Copy every record below exactly as written, but leave out the pictures.

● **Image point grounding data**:

....

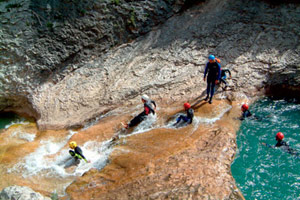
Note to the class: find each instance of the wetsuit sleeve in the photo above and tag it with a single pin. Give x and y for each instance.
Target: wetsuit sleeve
(206, 69)
(79, 151)
(147, 110)
(153, 102)
(219, 71)
(227, 70)
(191, 115)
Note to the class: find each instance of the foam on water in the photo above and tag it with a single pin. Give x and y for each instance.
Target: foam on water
(29, 137)
(52, 158)
(17, 121)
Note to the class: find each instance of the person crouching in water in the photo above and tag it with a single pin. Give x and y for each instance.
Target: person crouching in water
(246, 113)
(77, 153)
(149, 107)
(188, 118)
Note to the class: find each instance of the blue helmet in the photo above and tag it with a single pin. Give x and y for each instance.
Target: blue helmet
(211, 57)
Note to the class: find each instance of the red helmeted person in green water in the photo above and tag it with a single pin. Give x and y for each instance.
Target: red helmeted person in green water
(282, 144)
(246, 113)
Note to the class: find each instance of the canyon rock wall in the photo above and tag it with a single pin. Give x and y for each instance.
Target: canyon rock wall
(75, 76)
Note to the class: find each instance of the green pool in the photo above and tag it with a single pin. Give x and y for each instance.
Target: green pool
(262, 172)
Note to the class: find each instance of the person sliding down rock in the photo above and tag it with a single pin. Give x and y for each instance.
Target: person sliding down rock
(188, 118)
(149, 108)
(77, 153)
(213, 71)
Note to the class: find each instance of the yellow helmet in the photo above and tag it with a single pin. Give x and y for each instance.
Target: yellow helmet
(72, 145)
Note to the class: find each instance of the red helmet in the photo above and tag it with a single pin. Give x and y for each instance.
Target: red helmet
(245, 107)
(279, 136)
(186, 106)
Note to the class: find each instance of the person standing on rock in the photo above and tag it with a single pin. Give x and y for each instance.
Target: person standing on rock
(223, 77)
(188, 118)
(76, 152)
(149, 107)
(213, 72)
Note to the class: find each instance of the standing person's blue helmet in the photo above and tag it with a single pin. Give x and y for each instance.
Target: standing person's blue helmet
(211, 57)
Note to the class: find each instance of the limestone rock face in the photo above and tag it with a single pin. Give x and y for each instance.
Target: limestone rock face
(67, 75)
(20, 193)
(42, 41)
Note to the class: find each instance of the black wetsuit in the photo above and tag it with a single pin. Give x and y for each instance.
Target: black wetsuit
(246, 114)
(148, 108)
(213, 71)
(282, 144)
(223, 76)
(188, 118)
(286, 147)
(78, 151)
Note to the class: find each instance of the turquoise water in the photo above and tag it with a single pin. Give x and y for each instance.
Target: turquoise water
(262, 172)
(6, 119)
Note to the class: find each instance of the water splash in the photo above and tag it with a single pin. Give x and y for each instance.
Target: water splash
(27, 137)
(52, 159)
(16, 122)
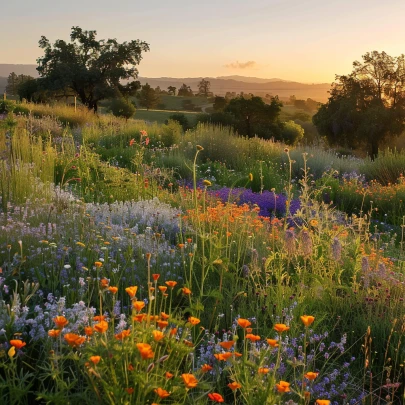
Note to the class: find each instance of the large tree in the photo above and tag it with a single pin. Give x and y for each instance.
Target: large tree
(367, 106)
(91, 68)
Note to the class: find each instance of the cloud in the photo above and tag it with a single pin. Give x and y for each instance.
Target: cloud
(241, 65)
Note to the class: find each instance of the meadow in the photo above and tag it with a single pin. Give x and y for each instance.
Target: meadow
(144, 265)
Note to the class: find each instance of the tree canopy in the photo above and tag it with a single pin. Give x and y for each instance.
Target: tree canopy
(91, 68)
(366, 106)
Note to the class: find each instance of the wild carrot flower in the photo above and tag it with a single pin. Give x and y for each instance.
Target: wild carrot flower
(283, 386)
(244, 323)
(189, 380)
(95, 359)
(18, 344)
(145, 350)
(234, 386)
(162, 393)
(60, 321)
(280, 327)
(307, 320)
(216, 397)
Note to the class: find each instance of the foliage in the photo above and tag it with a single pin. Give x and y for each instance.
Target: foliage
(88, 68)
(367, 106)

....

● **Task response**:
Note to the class: find each instance of the wetsuit sleeve in the photo above and tag it with a single pin. Give x and y for each instance.
Target: wetsuit sleeve
(206, 69)
(79, 151)
(147, 110)
(153, 102)
(219, 71)
(227, 70)
(191, 115)
Note to the class: find each instance of the foam on water in the photo above and tag it with a single pin. Give x and y for each instance.
Target: foam on water
(29, 137)
(52, 158)
(17, 121)
Note to the class: find each instance of the person crouching in water in the photo above and tag it with a single pin. Give x and y for each instance.
Target: person crouching in water
(246, 113)
(77, 153)
(149, 107)
(188, 118)
Note to the class: find each instance of the blue helmet in the photo above and tag it with a single pin. Give x and y for each instance.
Target: blue helmet
(211, 57)
Note to the class: find each instance of the red helmeted person in green water in the photo above and tag it with a single pin. Give x and y for each instance.
Target: red helmeted person in green water
(282, 144)
(246, 113)
Note to the class: find each instance of the canyon rock wall in the photo above and tag it with a single pin. Give x and y for each instance.
Target: canyon rock wall
(75, 76)
Note to the class: find each instance of the green pool in the photo above and tag it with a single pin. Give x and y for each instance.
Target: green pool
(262, 172)
Note to the class: find each instance of the person sliding down rock in the photo above and tag it with a single pin. Give x and y for each instance.
Target: person sliding down rock
(188, 118)
(149, 108)
(77, 153)
(213, 71)
Note to the class: find each instance of the yellow helmet in the photo above and tag it with a single pin. Give x and y for each instance.
Target: yellow helmet
(72, 145)
Note to the class: find each instance of the red helmet in the photo above and tag it with a single pin. Give x and y for each instance.
Target: red helmet
(245, 107)
(279, 136)
(186, 106)
Note to the class: find each instance of the person standing on rock in the photo above and tag it with a single pin. Give x and y for each instance.
Target: person standing on rock
(223, 77)
(188, 118)
(76, 152)
(149, 107)
(213, 72)
Note to the class: find each instance of the standing person's blue helmet in the photo above and tag it with a single pin. Give x and y for each instance.
Target: standing person's blue helmet
(211, 57)
Note to the class: find each instance of the limestone rock face in the photo above and tag it with a single pin. Give x and y for each instance.
Target: limestone rock face
(67, 75)
(20, 193)
(42, 41)
Note to the class: find each instance of the black wetsuit in the photo above and tag it with a single pin. Give x and y for each instance.
Target: black wetsuit
(246, 114)
(148, 108)
(213, 71)
(282, 144)
(223, 76)
(188, 118)
(286, 147)
(78, 151)
Note to the class: find each instance of the turquoise water in the photo above and tag it with a single pin. Give x and y for each instance.
Target: turquoise water
(262, 172)
(6, 119)
Note to the class: find each instance of the water splash in the photo above and tag it with a single pin. Give x and y for each instance.
Target: water splash
(27, 137)
(52, 159)
(16, 122)
Note to the class: find each instance of the large tree in the photo above and tag it with a single pin. Give x and y for each instance.
Target: large tree
(367, 106)
(91, 68)
Note to the class: find each instance of the cloud in the photo above and tag it with a single pin. Give x and y for each instance.
Target: cloud
(241, 65)
Note to the class: find each instance of the meadow in the photo above and tag it with a single pin. Give x and y for each instance.
Target: meadow
(144, 265)
Note to the class: find each instance of the tree canopy in the photo above and tag it with a single pin. Give x and y for each instance.
Target: tree canopy
(91, 68)
(366, 106)
Note to the class: find each instance of the wild carrot flower in the photo above and tag it with a single pin. Give x and y for each instance.
Target: wild carrot flower
(283, 386)
(244, 323)
(189, 380)
(95, 359)
(18, 344)
(145, 350)
(234, 386)
(162, 393)
(60, 321)
(280, 327)
(307, 320)
(216, 397)
Note to the class: find each instance of the foliage in the photo above and tag it with a single pin. Give x and y for each instance.
Target: foliage
(88, 68)
(367, 106)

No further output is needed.